Detection examples:
::::::
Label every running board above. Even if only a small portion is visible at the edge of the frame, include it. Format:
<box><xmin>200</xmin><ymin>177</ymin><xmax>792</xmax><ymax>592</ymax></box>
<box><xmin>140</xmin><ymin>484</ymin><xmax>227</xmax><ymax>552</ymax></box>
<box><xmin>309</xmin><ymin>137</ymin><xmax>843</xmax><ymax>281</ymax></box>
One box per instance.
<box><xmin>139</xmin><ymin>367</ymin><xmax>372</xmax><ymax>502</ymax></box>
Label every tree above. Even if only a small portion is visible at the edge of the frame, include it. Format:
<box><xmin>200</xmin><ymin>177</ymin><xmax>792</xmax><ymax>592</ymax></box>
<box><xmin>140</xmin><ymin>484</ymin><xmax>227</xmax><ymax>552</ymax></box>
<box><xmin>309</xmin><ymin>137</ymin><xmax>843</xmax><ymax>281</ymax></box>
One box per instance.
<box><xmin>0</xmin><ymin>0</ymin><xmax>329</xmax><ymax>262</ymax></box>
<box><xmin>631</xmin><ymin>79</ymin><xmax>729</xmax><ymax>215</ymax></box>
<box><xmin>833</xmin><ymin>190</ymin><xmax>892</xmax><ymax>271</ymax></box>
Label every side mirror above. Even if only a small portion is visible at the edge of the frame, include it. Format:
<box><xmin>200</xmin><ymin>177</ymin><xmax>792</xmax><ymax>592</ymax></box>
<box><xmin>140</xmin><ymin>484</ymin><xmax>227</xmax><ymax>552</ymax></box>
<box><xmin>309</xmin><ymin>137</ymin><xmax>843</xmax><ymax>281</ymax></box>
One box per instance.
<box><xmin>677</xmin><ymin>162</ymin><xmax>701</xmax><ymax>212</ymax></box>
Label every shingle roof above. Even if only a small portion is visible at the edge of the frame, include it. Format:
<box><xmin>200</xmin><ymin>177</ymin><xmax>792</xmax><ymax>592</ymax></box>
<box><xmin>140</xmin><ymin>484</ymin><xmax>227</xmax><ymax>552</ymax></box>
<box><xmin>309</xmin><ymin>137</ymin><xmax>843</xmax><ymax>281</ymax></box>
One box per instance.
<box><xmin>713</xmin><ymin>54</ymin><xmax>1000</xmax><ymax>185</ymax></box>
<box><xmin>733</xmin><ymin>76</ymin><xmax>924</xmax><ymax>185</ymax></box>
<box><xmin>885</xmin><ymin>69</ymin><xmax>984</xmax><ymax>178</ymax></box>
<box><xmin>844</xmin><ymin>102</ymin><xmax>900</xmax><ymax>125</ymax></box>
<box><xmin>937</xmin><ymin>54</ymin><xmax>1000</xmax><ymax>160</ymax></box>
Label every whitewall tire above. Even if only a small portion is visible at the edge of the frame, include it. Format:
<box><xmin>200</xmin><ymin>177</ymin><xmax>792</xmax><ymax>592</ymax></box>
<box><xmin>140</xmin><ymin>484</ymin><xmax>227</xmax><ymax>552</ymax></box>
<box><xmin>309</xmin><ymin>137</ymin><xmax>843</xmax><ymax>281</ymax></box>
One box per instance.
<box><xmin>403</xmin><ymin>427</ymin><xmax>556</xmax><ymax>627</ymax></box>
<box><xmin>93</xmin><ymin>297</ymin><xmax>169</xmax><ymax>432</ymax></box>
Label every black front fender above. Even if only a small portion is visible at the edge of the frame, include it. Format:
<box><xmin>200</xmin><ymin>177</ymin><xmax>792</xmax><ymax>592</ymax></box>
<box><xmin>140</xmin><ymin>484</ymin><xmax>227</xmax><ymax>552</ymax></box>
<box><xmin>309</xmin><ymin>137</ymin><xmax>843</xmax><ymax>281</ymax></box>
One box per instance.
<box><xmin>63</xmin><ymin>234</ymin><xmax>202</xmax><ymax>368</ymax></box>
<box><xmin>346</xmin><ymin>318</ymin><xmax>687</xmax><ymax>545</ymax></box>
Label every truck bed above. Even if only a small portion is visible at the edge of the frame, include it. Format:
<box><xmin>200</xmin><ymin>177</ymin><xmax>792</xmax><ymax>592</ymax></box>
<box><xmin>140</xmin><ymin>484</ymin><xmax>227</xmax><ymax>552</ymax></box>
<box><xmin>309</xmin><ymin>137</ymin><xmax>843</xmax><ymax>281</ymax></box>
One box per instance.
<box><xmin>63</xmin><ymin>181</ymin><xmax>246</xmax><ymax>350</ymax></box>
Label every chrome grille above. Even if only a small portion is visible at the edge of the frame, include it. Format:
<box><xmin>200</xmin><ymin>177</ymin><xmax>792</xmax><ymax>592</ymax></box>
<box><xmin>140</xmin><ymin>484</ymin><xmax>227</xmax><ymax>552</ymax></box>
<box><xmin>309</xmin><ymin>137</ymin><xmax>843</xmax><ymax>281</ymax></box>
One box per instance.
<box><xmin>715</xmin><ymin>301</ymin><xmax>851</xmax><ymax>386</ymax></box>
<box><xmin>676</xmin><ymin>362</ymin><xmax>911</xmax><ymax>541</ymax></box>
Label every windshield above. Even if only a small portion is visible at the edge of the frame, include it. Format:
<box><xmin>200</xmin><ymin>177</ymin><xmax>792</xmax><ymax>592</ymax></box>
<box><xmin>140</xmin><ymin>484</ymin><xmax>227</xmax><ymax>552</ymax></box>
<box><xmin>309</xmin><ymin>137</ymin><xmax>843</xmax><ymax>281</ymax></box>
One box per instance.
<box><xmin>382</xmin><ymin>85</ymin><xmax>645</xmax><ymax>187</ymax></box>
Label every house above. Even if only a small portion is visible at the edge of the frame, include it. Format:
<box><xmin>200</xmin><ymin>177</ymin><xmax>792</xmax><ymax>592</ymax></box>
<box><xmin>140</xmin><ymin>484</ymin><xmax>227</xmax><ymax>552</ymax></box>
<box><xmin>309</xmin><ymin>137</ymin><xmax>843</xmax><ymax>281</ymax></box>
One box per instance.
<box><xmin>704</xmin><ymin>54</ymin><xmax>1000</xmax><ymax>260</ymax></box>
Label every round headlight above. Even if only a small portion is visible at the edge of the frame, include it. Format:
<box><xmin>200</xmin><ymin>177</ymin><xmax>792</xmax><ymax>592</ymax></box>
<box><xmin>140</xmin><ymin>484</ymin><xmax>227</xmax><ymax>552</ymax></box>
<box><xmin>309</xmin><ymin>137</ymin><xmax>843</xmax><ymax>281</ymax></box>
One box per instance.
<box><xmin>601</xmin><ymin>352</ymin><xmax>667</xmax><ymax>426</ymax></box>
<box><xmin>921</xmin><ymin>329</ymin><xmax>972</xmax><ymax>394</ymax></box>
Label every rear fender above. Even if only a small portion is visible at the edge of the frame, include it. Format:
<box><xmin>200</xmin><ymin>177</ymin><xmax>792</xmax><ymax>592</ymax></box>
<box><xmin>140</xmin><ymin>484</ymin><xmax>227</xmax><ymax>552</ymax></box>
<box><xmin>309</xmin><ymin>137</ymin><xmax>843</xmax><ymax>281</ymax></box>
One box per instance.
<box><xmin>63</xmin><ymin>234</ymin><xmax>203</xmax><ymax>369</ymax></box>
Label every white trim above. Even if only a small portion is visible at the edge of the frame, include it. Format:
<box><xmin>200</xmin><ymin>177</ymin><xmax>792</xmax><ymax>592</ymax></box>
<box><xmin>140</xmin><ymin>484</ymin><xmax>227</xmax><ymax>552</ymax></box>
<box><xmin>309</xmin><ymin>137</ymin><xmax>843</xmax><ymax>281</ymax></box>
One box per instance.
::::::
WRITTEN TASK
Copy out the lines above word for word, leaving nothing out.

WRITTEN ANSWER
Label every running board above. Even if only a small portion is visible at the edge of the frame, include it. Format:
<box><xmin>200</xmin><ymin>177</ymin><xmax>792</xmax><ymax>592</ymax></box>
<box><xmin>140</xmin><ymin>484</ymin><xmax>227</xmax><ymax>552</ymax></box>
<box><xmin>309</xmin><ymin>137</ymin><xmax>843</xmax><ymax>281</ymax></box>
One box per instance.
<box><xmin>139</xmin><ymin>367</ymin><xmax>372</xmax><ymax>502</ymax></box>
Label every tree above. Even if only a small portion is visible at the edge of the frame, include it. Format:
<box><xmin>200</xmin><ymin>177</ymin><xmax>792</xmax><ymax>592</ymax></box>
<box><xmin>140</xmin><ymin>484</ymin><xmax>227</xmax><ymax>552</ymax></box>
<box><xmin>309</xmin><ymin>137</ymin><xmax>843</xmax><ymax>281</ymax></box>
One box per instance.
<box><xmin>0</xmin><ymin>0</ymin><xmax>329</xmax><ymax>262</ymax></box>
<box><xmin>631</xmin><ymin>79</ymin><xmax>729</xmax><ymax>215</ymax></box>
<box><xmin>833</xmin><ymin>190</ymin><xmax>892</xmax><ymax>271</ymax></box>
Label every side mirror above. Even if only a small portion is visible at the edge of the frame, include it. Format:
<box><xmin>200</xmin><ymin>177</ymin><xmax>792</xmax><ymax>592</ymax></box>
<box><xmin>140</xmin><ymin>484</ymin><xmax>227</xmax><ymax>552</ymax></box>
<box><xmin>309</xmin><ymin>137</ymin><xmax>843</xmax><ymax>281</ymax></box>
One box per instance.
<box><xmin>677</xmin><ymin>162</ymin><xmax>701</xmax><ymax>212</ymax></box>
Label every shingle roof above. Even if only a small portion is visible at the edge of the frame, include it. Format:
<box><xmin>200</xmin><ymin>177</ymin><xmax>792</xmax><ymax>592</ymax></box>
<box><xmin>140</xmin><ymin>484</ymin><xmax>227</xmax><ymax>552</ymax></box>
<box><xmin>309</xmin><ymin>137</ymin><xmax>843</xmax><ymax>281</ymax></box>
One box per instance.
<box><xmin>713</xmin><ymin>54</ymin><xmax>1000</xmax><ymax>185</ymax></box>
<box><xmin>733</xmin><ymin>76</ymin><xmax>924</xmax><ymax>185</ymax></box>
<box><xmin>885</xmin><ymin>69</ymin><xmax>984</xmax><ymax>178</ymax></box>
<box><xmin>844</xmin><ymin>102</ymin><xmax>900</xmax><ymax>125</ymax></box>
<box><xmin>937</xmin><ymin>54</ymin><xmax>1000</xmax><ymax>160</ymax></box>
Label every whitewall tire above. Even if only a small portion is visible at the edge of the frame, include it. Format:
<box><xmin>200</xmin><ymin>177</ymin><xmax>792</xmax><ymax>592</ymax></box>
<box><xmin>140</xmin><ymin>484</ymin><xmax>227</xmax><ymax>552</ymax></box>
<box><xmin>309</xmin><ymin>137</ymin><xmax>843</xmax><ymax>281</ymax></box>
One box per instance.
<box><xmin>403</xmin><ymin>427</ymin><xmax>556</xmax><ymax>627</ymax></box>
<box><xmin>93</xmin><ymin>297</ymin><xmax>169</xmax><ymax>432</ymax></box>
Label every black front fender above. Even if only a small portion is visible at the edge of the frame, include it. Format:
<box><xmin>200</xmin><ymin>177</ymin><xmax>792</xmax><ymax>592</ymax></box>
<box><xmin>140</xmin><ymin>484</ymin><xmax>227</xmax><ymax>552</ymax></box>
<box><xmin>309</xmin><ymin>137</ymin><xmax>843</xmax><ymax>281</ymax></box>
One box per instance.
<box><xmin>63</xmin><ymin>234</ymin><xmax>202</xmax><ymax>368</ymax></box>
<box><xmin>346</xmin><ymin>318</ymin><xmax>687</xmax><ymax>545</ymax></box>
Label every truck bed above. Even if only a small portion is visible at the edge of the frame, include it. Format:
<box><xmin>200</xmin><ymin>177</ymin><xmax>792</xmax><ymax>592</ymax></box>
<box><xmin>140</xmin><ymin>484</ymin><xmax>227</xmax><ymax>552</ymax></box>
<box><xmin>309</xmin><ymin>137</ymin><xmax>843</xmax><ymax>281</ymax></box>
One box per instance.
<box><xmin>63</xmin><ymin>181</ymin><xmax>246</xmax><ymax>350</ymax></box>
Label every chrome grille above. Even if only a small portion is visible at the edge of the frame, include it. Format:
<box><xmin>200</xmin><ymin>177</ymin><xmax>792</xmax><ymax>592</ymax></box>
<box><xmin>140</xmin><ymin>484</ymin><xmax>227</xmax><ymax>552</ymax></box>
<box><xmin>309</xmin><ymin>137</ymin><xmax>843</xmax><ymax>281</ymax></box>
One box per instance.
<box><xmin>715</xmin><ymin>301</ymin><xmax>851</xmax><ymax>386</ymax></box>
<box><xmin>676</xmin><ymin>362</ymin><xmax>911</xmax><ymax>541</ymax></box>
Label every windshield above. Even if only a small portion is visible at the edge of the frame, include it. Format:
<box><xmin>200</xmin><ymin>177</ymin><xmax>792</xmax><ymax>592</ymax></box>
<box><xmin>140</xmin><ymin>484</ymin><xmax>227</xmax><ymax>552</ymax></box>
<box><xmin>309</xmin><ymin>137</ymin><xmax>843</xmax><ymax>281</ymax></box>
One box per instance.
<box><xmin>382</xmin><ymin>85</ymin><xmax>645</xmax><ymax>187</ymax></box>
Label every house above. Even if only a small portion is visible at the edge of the frame, include it. Format:
<box><xmin>200</xmin><ymin>177</ymin><xmax>792</xmax><ymax>592</ymax></box>
<box><xmin>140</xmin><ymin>484</ymin><xmax>227</xmax><ymax>552</ymax></box>
<box><xmin>309</xmin><ymin>137</ymin><xmax>843</xmax><ymax>281</ymax></box>
One box per instance.
<box><xmin>704</xmin><ymin>54</ymin><xmax>1000</xmax><ymax>260</ymax></box>
Label every round headlight above. Even if only a small portion is visible at the edge of the frame, include it. Format:
<box><xmin>200</xmin><ymin>177</ymin><xmax>792</xmax><ymax>592</ymax></box>
<box><xmin>140</xmin><ymin>484</ymin><xmax>227</xmax><ymax>552</ymax></box>
<box><xmin>309</xmin><ymin>137</ymin><xmax>843</xmax><ymax>281</ymax></box>
One box per instance.
<box><xmin>601</xmin><ymin>352</ymin><xmax>667</xmax><ymax>426</ymax></box>
<box><xmin>921</xmin><ymin>329</ymin><xmax>972</xmax><ymax>394</ymax></box>
Label every rear fender above. Even if only a small portion is visible at the edge of the frame, include it. Format:
<box><xmin>200</xmin><ymin>177</ymin><xmax>792</xmax><ymax>592</ymax></box>
<box><xmin>140</xmin><ymin>484</ymin><xmax>227</xmax><ymax>552</ymax></box>
<box><xmin>309</xmin><ymin>137</ymin><xmax>843</xmax><ymax>281</ymax></box>
One box per instance.
<box><xmin>63</xmin><ymin>234</ymin><xmax>203</xmax><ymax>369</ymax></box>
Label every white trim above. Even if only a small portion is visible at the edge of the frame, include it. Format:
<box><xmin>200</xmin><ymin>177</ymin><xmax>792</xmax><ymax>592</ymax></box>
<box><xmin>140</xmin><ymin>484</ymin><xmax>227</xmax><ymax>552</ymax></box>
<box><xmin>309</xmin><ymin>137</ymin><xmax>843</xmax><ymax>281</ymax></box>
One box per instance.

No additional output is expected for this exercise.